┌─ Kutipan Pilihan

Menyelamatkan Sejarah Tertulis Dalam Pelestarian Naskah Kuno

Bisnismetro.id, JAKARTA – Naskah kuno di Indonesia belum sepenuhnya mendapat perhatian. Hal ini terlihat dari banyak naskah kuno yang dibiarkan termakan usia, rapuh, bahkan hancur tanpa ada pihak yang merawat dan melestarikan agar terjaga keberlangsungannya.

Padahal, naskah kuno merupakan aset intelektual yang sangat berharga dengan berbagai macam aksara dan bahasa. Deputi Bidang Pengembangan Bahan Perpustakaan dan Jasa Informasi Perpustakaan Nasional Republik Indonesia (Perpusnas) Mariana Ginting menyampaikan Perpusnas adalah salah satu lembaga yang peduli pada pelestarian naskah kuno.

Selama tahun 2024, Perpusnas telah melakukan pelestarian naskah kuno di 14 kabupaten/kota yang ada di 11 provinsi di Indonesia. Naskah kuno di daerah yang dilestarikan sebanyak 763 eksemplar judul.

“Pelestarian mencerminkan komitmen kami sebagai lembaga yang bertanggung jawab dalam menjaga warisan literasi bangsa,” ucapnya dalam Ekspose Hasil Pelestarian Naskah Kuno Tahun 2024 yang diselenggarakan di Jakarta, pada Selasa (19/11/2024).

Dia menambahkan bahwa pelestarian naskah kuno bukan sekadar usaha menjaga dokumen, melainkan upaya mempertahankan jejak sejarah, pengetahuan, dan peradaban yang membentuk bangsa.

“Naskah kuno merupakan cerminan dari identitas dan kearifan lokal yang harus terus dijaga dari ancaman kepunahan,” ungkapnya.

Dia berharap kegiatan ini mampu menularkan semangat kolaborasi, penelitian, dan inovasi dalam mempercepat proses pelestarian naskah kuno demi memperkuat identitas budaya bangsa.

Direktur Agama, Pendidikan, dan Kebudayaan Kementerian PPN/Bappenas Didik Darmanto berharap agar tahun depan pelaksanaan ekspose tidak hanya tentang upaya pelestarian naskah kuno, melainkan juga mengangkat subtansi yang terkandung di dalamnya kepada masyarakat.

└─

# Soal Singkat 1:
Apa alasan artikel tentang pelestarian naskah kuno ini menyebut pelestarian naskah kuno lebih dari sekadar menjaga dokumen? Jawab dalam satu sampai tiga kalimat.
# Soal Singkat 2:
Tulis lagi bagian artikel tentang pelestarian naskah kuno ini, mulai dari kalimat yang memuat "Menyelamatkan Sejarah Tertulis" dan berhenti setelah "agar terjaga keberlangsungannya.". Tukar kata "rapuh" dengan "lapuk".

┌─ Bahan yang Diberikan

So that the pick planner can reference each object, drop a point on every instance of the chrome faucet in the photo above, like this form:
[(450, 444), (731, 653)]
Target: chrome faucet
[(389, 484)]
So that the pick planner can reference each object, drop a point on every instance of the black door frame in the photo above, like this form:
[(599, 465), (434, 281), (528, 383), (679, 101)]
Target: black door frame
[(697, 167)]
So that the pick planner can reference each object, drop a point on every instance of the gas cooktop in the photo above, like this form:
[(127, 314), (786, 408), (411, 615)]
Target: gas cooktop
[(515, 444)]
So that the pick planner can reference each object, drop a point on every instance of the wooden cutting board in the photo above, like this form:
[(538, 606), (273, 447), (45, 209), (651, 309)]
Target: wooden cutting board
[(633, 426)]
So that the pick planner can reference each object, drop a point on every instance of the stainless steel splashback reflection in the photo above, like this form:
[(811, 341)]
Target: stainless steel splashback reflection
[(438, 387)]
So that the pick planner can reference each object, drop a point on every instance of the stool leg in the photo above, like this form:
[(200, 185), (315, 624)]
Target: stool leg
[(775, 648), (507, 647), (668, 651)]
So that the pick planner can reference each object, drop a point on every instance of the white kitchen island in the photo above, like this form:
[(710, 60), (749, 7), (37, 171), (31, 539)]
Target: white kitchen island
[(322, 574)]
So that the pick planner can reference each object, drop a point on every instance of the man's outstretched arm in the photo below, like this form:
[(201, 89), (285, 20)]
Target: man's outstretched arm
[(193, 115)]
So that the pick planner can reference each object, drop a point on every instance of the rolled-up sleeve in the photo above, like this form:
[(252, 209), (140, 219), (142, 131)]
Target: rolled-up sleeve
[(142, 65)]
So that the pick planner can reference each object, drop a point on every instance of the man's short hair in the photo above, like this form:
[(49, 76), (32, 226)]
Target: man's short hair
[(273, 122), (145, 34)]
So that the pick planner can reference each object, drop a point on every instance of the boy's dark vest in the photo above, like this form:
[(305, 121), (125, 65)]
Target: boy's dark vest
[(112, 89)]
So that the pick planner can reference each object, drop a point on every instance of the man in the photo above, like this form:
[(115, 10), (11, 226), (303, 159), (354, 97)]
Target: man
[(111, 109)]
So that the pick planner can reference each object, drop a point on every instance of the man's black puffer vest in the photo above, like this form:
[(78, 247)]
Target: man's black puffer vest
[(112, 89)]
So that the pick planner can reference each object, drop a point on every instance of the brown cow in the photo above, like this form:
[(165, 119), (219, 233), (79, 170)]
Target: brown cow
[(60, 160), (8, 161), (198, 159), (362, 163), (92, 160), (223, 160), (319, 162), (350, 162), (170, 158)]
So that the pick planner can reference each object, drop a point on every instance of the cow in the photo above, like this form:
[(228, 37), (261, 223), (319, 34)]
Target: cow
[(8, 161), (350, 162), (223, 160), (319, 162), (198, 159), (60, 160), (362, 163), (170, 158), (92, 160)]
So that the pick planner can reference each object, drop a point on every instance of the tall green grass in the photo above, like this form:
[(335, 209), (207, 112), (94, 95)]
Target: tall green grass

└─

# Jawaban Tertulis 1:
Pelestarian naskah kuno merupakan upaya mempertahankan jejak sejarah, pengetahuan, dan peradaban yang membentuk bangsa. Naskah kuno juga merupakan cerminan identitas dan kearifan lokal yang harus terus dijaga dari ancaman kepunahan.

# Jawaban Tertulis 2:
Menyelamatkan Sejarah Tertulis Dalam Pelestarian Naskah Kuno

Bisnismetro.id, JAKARTA – Naskah kuno di Indonesia belum sepenuhnya mendapat perhatian. Hal ini terlihat dari banyak naskah kuno yang dibiarkan termakan usia, lapuk, bahkan hancur tanpa ada pihak yang merawat dan melestarikan agar terjaga keberlangsungannya.